How about below change (I did not verify it yet):
diff --git a/drivers/hwtracing/coresight/coresight-etm4x-core.c b/drivers/hwtracing/coresight/coresight-etm4x-core.c
index 0889937811cb..8347efb2069b 100644
--- a/drivers/hwtracing/coresight/coresight-etm4x-core.c
+++ b/drivers/hwtracing/coresight/coresight-etm4x-core.c
@@ -794,8 +794,7 @@ static int etm4_parse_event_config(struct coresight_device *csdev,
.ATTR_CFG_FLD_timestamp_CFG = U64_MAX,
};
struct perf_event_attr *attr = &event->attr;
- unsigned long cfg_hash;
- int preset, cc_threshold;
+ int cc_threshold;
u8 ts_level;
/* Clear configuration from previous run */
@@ -882,16 +881,6 @@ static int etm4_parse_event_config(struct coresight_device *csdev,
/* bit[12], Return stack enable bit */
config->cfg |= TRCCONFIGR_RS;
- /*
- * Set any selected configuration and preset. A zero configid means no
- * configuration active, preset = 0 means no preset selected.
- */
- cfg_hash = ATTR_CFG_GET_FLD(attr, configid);
- if (cfg_hash) {
- preset = ATTR_CFG_GET_FLD(attr, preset);
- ret = cscfg_csdev_enable_active_config(csdev, cfg_hash, preset);
- }
-
/* branch broadcast - enable if selected and supported */
if (ATTR_CFG_GET_FLD(attr, branch_broadcast)) {
if (!caps->trcbb) {
@@ -899,8 +888,6 @@ static int etm4_parse_event_config(struct coresight_device *csdev,
* Missing BB support could cause silent decode errors
* so fail to open if it's not supported.
*/
- if (cfg_hash)
- cscfg_csdev_disable_active_config(csdev);
ret = -EINVAL;
goto out;
} else {
@@ -918,7 +905,8 @@ static int etm4_enable_perf(struct coresight_device *csdev,
{
struct etmv4_drvdata *drvdata = dev_get_drvdata(csdev->dev.parent);
struct perf_event_attr *attr = &event->attr;
- int ret;
+ unsigned long cfg_hash;
+ int preset, ret;
if (WARN_ON_ONCE(drvdata->cpu != smp_processor_id()))
return -EINVAL;
@@ -931,6 +919,18 @@ static int etm4_enable_perf(struct coresight_device *csdev,
if (ret)
goto err;
+ /*
+ * Set any selected configuration and preset. A zero configid means no
+ * configuration active, preset = 0 means no preset selected.
+ */
+ cfg_hash = ATTR_CFG_GET_FLD(attr, configid);
+ if (cfg_hash) {
+ preset = ATTR_CFG_GET_FLD(attr, preset);
+ ret = cscfg_csdev_enable_active_config(csdev, cfg_hash, preset);
+ if (ret)

WRITTEN TASK:
List every attribute field name that the patch above passes as the second argument to ATTR_CFG_GET_FLD, giving each name once.

INFORMATION GIVEN:
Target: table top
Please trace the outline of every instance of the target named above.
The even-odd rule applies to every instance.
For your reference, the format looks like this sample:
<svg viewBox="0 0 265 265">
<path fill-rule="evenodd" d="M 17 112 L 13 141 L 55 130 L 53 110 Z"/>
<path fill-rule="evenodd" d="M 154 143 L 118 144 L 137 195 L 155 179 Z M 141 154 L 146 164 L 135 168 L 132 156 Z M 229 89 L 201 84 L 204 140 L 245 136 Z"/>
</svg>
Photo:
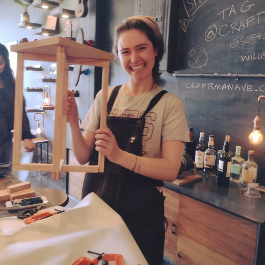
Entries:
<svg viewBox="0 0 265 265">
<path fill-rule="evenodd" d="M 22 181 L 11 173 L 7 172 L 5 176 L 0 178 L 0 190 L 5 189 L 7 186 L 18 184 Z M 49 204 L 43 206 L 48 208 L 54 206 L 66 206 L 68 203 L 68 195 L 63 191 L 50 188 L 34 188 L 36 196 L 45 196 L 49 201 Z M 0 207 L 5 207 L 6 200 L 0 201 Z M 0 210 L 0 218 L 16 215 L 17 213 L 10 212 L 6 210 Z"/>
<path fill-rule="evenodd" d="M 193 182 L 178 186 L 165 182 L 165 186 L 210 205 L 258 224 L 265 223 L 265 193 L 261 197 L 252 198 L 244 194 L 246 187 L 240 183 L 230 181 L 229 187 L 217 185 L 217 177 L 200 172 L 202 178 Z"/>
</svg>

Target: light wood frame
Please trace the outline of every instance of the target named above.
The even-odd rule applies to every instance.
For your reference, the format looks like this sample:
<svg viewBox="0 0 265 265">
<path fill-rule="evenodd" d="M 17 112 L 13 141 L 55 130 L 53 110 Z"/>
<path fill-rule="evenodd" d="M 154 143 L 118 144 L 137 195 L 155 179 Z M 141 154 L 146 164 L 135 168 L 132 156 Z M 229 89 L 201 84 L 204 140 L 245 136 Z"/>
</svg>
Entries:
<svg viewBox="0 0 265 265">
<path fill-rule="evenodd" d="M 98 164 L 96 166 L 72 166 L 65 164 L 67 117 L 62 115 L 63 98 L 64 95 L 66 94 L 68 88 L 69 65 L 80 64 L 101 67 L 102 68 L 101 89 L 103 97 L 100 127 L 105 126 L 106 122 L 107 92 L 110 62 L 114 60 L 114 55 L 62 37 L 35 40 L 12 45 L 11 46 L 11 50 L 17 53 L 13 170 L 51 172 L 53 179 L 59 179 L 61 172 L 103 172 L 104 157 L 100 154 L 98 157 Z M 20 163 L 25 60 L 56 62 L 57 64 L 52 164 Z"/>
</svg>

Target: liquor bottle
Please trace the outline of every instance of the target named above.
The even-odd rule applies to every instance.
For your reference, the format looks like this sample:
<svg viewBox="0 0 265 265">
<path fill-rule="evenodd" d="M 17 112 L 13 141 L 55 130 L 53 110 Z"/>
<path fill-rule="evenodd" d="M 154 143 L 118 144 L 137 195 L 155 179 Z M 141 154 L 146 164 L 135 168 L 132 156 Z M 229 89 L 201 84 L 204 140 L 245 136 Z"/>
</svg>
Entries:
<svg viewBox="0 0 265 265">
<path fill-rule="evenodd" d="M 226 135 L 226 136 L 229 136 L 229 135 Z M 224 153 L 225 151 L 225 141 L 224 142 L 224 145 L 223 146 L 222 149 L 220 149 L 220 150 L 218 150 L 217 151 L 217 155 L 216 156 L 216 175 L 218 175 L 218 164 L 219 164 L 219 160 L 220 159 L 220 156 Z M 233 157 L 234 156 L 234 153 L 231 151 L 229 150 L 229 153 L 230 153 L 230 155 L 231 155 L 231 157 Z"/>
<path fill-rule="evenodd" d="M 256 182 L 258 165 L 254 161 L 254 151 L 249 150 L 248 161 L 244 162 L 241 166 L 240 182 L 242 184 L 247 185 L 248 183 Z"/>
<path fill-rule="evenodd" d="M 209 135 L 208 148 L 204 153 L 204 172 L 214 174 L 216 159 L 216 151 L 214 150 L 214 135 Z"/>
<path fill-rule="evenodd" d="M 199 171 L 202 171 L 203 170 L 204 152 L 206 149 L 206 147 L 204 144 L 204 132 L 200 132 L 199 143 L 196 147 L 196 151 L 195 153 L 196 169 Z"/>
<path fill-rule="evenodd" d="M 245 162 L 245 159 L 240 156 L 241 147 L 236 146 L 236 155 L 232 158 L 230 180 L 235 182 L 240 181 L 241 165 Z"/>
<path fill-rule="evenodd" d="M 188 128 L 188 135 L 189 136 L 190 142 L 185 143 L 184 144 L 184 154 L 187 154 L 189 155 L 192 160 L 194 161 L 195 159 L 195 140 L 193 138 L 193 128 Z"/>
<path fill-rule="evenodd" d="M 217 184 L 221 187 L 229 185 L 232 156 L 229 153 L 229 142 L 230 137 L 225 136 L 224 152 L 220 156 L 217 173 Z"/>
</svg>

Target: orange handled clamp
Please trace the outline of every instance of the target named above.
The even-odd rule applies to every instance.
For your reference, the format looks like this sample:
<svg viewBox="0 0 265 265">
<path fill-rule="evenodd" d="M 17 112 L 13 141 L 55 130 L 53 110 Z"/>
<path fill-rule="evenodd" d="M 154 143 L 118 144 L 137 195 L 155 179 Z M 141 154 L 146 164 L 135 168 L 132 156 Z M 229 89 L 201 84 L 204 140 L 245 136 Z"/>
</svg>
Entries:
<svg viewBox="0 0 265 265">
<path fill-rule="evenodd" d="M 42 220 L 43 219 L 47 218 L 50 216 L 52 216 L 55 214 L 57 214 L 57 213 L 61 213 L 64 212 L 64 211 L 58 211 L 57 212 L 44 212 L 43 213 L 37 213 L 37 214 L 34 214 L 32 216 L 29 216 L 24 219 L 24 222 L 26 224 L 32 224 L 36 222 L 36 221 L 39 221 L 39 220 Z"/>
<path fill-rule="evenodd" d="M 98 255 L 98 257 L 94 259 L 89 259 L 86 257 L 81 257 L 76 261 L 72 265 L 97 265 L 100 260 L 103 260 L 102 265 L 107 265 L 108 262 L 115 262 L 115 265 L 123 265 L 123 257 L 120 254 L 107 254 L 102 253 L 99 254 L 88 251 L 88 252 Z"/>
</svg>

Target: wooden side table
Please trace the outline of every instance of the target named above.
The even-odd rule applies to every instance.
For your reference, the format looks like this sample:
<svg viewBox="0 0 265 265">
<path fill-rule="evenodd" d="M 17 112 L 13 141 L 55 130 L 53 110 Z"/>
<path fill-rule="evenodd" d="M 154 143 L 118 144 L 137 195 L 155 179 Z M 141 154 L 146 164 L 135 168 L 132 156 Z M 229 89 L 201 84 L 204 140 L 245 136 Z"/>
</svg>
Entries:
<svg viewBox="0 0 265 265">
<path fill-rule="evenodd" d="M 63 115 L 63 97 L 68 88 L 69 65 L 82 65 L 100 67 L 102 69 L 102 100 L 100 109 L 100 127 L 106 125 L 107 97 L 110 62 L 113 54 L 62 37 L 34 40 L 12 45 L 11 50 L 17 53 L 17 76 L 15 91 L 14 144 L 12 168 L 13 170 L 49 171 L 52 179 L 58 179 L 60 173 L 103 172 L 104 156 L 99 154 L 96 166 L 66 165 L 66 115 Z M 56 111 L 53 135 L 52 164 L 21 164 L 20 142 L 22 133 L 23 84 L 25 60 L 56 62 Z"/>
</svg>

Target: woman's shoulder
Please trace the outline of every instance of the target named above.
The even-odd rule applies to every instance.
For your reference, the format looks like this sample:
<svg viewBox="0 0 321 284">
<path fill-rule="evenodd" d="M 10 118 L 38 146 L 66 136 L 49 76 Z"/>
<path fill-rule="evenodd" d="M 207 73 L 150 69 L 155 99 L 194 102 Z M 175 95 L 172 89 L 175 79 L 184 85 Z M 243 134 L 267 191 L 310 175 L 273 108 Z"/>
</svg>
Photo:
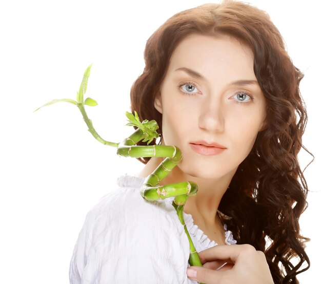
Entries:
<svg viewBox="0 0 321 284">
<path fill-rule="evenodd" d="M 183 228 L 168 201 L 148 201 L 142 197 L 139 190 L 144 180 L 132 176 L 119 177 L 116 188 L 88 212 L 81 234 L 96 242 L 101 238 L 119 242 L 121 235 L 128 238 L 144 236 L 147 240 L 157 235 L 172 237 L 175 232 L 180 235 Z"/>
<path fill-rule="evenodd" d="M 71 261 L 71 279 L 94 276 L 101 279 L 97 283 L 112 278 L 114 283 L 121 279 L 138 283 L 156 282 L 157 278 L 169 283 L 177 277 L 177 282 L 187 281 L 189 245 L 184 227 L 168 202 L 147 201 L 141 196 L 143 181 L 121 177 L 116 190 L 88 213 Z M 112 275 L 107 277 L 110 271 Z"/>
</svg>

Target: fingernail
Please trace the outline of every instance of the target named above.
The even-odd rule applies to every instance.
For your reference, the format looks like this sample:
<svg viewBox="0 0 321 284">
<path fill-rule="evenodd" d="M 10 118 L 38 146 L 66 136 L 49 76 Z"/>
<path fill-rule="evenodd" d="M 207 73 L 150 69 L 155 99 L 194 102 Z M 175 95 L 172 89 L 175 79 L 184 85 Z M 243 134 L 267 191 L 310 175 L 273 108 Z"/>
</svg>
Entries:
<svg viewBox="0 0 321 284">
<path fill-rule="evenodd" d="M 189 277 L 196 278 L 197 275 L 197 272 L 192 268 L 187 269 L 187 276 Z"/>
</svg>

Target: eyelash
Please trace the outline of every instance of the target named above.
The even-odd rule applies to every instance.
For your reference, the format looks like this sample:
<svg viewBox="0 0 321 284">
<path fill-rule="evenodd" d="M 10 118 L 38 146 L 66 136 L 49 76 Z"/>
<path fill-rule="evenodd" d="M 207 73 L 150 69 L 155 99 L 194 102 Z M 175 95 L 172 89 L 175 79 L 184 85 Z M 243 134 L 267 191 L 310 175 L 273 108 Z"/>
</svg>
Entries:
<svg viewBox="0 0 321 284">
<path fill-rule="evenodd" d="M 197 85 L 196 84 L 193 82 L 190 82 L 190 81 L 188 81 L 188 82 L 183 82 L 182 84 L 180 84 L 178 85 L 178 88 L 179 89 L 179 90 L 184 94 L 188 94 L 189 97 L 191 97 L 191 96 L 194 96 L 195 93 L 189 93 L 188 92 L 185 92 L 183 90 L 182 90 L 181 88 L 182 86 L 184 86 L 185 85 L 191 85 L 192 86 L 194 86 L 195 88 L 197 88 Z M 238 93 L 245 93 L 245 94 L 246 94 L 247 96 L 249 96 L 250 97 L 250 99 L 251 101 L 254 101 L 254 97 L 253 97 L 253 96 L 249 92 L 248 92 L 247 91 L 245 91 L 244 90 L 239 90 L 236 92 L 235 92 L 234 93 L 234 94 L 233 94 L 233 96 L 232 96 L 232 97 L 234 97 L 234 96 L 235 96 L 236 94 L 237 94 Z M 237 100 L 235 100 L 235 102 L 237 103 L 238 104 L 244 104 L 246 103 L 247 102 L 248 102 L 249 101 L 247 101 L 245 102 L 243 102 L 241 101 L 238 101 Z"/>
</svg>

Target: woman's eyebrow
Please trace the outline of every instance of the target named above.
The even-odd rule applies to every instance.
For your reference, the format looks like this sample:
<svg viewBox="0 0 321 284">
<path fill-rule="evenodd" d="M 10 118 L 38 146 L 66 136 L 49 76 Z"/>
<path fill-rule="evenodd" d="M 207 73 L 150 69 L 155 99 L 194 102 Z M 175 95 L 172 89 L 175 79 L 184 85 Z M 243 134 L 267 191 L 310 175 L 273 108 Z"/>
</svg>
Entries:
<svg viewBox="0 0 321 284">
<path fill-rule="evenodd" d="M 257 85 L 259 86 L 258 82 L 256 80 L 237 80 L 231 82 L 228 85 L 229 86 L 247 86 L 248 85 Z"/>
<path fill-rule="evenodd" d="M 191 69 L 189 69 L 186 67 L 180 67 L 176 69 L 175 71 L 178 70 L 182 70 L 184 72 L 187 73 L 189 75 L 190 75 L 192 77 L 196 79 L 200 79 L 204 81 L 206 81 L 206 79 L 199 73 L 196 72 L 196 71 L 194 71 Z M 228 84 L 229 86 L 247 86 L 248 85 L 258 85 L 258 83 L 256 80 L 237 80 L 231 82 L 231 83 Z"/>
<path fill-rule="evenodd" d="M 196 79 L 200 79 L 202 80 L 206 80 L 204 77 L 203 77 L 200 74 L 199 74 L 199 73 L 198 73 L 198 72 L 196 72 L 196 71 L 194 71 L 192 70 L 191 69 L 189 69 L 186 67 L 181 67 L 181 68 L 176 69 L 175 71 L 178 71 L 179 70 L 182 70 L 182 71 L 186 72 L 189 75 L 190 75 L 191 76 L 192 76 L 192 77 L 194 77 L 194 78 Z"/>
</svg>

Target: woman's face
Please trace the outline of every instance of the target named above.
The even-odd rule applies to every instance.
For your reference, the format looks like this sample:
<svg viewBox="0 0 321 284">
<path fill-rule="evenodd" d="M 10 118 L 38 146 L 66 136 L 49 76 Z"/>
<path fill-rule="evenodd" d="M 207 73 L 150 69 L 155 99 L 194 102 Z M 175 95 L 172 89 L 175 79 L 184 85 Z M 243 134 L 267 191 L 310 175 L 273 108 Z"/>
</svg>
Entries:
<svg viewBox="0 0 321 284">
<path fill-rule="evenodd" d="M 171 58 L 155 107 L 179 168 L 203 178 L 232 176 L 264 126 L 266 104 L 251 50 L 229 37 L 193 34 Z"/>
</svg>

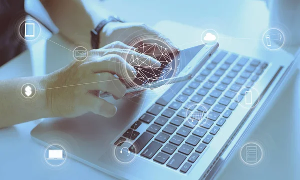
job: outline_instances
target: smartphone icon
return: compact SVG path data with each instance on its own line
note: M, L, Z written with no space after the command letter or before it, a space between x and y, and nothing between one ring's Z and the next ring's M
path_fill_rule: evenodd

ANSWER TO THIS PROBLEM:
- configid
- preset
- branch_broadcast